*** Opening Input records ***

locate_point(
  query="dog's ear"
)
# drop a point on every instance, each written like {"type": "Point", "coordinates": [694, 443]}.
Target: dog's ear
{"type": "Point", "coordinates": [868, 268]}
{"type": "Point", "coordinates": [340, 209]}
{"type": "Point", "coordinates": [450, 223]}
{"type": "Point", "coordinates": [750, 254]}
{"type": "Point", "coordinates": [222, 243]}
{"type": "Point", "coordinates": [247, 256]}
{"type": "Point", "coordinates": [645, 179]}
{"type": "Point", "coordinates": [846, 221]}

*** Closing Input records ***

Directions ▸ Everything in the listing must be returned word for word.

Exercise result ▸
locate_point(
  query="dog's ear"
)
# drop a point on every instance, each written like {"type": "Point", "coordinates": [694, 443]}.
Target: dog's ear
{"type": "Point", "coordinates": [868, 268]}
{"type": "Point", "coordinates": [340, 209]}
{"type": "Point", "coordinates": [450, 223]}
{"type": "Point", "coordinates": [750, 254]}
{"type": "Point", "coordinates": [222, 243]}
{"type": "Point", "coordinates": [247, 256]}
{"type": "Point", "coordinates": [645, 179]}
{"type": "Point", "coordinates": [846, 221]}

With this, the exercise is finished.